PROBLEM REQUIREMENTS
The result should be the line with "Query: denim shirt" followed by every remaining line of the entries, each reproduced exactly, with nothing else.

Extracted data entries
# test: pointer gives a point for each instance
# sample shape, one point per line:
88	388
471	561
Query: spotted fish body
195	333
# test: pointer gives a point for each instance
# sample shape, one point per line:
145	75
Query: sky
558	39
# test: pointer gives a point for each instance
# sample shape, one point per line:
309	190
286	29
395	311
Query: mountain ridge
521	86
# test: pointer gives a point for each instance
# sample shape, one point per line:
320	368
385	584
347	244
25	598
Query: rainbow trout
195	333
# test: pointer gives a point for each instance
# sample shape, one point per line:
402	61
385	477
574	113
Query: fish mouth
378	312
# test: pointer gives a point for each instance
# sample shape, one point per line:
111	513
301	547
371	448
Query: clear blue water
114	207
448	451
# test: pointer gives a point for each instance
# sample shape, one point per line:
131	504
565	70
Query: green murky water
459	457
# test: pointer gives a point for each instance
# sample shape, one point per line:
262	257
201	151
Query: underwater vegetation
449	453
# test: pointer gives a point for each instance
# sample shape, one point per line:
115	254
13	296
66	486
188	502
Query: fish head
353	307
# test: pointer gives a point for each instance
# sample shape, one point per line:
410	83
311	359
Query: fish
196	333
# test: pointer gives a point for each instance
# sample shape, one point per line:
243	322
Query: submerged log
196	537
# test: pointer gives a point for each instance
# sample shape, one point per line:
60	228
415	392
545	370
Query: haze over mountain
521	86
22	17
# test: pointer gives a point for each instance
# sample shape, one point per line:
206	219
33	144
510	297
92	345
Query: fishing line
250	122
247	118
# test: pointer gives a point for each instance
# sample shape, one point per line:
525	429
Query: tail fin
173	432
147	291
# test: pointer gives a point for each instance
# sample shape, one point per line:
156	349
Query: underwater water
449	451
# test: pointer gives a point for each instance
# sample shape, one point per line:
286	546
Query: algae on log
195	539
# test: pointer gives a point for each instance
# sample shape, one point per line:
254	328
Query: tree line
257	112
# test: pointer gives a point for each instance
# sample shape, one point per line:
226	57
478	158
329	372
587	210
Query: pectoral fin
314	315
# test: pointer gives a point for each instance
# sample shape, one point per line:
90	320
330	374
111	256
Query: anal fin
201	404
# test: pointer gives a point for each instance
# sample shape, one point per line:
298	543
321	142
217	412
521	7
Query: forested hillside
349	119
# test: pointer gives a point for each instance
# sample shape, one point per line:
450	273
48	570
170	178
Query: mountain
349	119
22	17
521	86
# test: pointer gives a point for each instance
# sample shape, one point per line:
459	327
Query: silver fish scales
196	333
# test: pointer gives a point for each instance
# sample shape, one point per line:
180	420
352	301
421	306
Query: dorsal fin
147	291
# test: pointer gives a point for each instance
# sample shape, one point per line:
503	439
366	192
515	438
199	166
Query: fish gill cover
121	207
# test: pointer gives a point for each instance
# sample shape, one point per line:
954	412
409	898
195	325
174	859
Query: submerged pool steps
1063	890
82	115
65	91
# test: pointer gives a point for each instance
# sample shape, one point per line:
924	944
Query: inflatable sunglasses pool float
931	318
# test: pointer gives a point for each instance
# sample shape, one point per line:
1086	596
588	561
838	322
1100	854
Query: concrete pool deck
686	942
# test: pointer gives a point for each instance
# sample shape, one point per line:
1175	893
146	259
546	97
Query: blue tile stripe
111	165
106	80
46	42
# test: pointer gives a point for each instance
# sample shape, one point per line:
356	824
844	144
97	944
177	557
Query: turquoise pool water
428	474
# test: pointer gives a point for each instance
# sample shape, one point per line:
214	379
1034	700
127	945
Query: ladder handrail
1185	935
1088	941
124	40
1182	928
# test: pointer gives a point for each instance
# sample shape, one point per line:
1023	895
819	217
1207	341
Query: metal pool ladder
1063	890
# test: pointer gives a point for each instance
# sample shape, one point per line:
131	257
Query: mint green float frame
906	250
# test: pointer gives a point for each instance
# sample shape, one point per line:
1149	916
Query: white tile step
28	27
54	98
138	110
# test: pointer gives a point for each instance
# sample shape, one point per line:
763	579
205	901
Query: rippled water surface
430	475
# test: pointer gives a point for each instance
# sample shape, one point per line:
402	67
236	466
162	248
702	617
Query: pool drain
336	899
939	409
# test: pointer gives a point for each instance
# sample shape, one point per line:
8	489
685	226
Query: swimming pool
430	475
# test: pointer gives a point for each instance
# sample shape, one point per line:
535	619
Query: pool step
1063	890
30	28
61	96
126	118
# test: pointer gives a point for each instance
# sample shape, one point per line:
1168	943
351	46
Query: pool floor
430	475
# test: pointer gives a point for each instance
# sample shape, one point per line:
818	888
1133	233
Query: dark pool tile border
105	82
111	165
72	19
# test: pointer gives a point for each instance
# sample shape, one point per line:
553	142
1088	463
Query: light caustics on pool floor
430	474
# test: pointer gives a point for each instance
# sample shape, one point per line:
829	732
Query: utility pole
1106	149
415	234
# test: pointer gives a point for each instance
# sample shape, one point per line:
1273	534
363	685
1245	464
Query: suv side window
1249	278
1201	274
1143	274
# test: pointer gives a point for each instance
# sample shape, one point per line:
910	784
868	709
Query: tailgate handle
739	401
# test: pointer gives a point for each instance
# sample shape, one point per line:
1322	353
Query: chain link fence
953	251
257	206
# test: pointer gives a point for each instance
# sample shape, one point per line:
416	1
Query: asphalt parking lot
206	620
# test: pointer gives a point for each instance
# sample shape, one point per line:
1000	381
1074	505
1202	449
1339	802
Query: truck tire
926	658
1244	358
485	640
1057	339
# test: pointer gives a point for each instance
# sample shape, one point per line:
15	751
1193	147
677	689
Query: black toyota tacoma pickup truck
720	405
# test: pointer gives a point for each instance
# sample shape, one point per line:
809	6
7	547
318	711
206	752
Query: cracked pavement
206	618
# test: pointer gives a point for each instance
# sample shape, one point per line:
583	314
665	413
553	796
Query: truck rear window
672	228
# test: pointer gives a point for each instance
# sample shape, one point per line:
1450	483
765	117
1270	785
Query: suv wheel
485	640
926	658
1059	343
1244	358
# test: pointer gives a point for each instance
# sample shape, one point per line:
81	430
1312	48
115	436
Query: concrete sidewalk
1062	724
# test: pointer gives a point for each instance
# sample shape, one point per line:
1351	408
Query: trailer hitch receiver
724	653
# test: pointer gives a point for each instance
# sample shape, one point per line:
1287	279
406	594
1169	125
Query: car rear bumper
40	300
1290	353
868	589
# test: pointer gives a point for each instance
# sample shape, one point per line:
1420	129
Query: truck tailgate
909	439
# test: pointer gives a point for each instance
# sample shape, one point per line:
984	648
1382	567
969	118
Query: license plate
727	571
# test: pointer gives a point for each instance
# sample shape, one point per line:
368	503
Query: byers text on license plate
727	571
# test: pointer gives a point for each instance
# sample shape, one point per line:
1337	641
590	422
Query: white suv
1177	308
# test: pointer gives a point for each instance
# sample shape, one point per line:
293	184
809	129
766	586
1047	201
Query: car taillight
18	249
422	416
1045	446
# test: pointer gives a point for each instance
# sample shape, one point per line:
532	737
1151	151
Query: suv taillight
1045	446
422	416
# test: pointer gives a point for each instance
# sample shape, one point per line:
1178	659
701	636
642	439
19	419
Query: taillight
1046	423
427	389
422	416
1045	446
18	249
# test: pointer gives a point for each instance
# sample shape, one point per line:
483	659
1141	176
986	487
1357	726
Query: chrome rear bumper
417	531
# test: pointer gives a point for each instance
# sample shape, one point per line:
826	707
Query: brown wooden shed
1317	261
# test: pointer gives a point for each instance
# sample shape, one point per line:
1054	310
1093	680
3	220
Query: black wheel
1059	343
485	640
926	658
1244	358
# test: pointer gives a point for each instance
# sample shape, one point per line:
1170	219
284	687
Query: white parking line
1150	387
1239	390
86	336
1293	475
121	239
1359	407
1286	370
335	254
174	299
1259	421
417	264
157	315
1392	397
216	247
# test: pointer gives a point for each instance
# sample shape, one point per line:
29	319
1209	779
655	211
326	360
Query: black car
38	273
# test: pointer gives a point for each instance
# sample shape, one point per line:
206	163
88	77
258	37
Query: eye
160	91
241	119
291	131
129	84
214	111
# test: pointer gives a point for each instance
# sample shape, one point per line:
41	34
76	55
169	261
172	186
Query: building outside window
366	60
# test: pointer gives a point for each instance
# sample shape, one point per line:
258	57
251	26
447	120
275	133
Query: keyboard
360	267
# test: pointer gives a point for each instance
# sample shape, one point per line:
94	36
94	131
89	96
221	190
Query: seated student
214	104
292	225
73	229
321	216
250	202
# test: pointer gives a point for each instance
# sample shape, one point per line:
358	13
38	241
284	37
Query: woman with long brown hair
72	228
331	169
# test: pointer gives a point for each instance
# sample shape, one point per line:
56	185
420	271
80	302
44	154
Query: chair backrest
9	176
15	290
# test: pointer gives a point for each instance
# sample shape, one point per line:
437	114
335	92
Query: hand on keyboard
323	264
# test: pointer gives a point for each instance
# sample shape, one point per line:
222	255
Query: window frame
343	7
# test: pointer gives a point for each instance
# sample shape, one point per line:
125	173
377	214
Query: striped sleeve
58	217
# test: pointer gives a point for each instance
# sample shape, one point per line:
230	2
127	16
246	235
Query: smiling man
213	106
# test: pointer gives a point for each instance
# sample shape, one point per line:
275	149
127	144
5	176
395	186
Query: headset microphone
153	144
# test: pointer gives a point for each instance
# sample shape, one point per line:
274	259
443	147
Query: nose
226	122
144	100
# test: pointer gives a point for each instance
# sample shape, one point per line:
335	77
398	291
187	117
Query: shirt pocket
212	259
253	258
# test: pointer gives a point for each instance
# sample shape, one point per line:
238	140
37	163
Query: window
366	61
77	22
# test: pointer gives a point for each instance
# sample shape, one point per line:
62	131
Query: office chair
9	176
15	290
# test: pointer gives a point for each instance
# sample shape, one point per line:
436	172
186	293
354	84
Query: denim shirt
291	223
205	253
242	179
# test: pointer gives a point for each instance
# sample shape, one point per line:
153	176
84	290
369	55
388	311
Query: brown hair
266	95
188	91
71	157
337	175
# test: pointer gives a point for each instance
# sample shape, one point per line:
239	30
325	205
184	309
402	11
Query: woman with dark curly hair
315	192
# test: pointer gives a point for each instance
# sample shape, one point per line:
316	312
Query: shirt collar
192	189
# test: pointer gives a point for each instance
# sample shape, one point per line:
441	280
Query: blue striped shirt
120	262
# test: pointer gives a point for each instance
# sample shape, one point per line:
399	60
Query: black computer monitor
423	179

EXERCISE SOLUTION
Query: denim shirt
291	223
205	253
242	179
# test: pointer gives a point for each instance
# sample shape, one point per line:
153	176
84	290
369	55
388	311
Query: brown hair
266	95
188	91
71	157
337	175
# test: pointer gives a point for each instance
# sample shape, one point per line:
239	30
325	205
184	309
402	11
Query: woman with dark curly hair
315	192
# test: pointer gives a point for each instance
# sample shape, one point per line:
316	312
Query: shirt collar
192	189
# test: pointer gives a point for each instance
# sample shape, one point per line:
441	280
Query: blue striped shirt
120	262
# test: pointer gives a point for each instance
# sample shape, one point per line:
399	60
Query: black computer monitor
423	179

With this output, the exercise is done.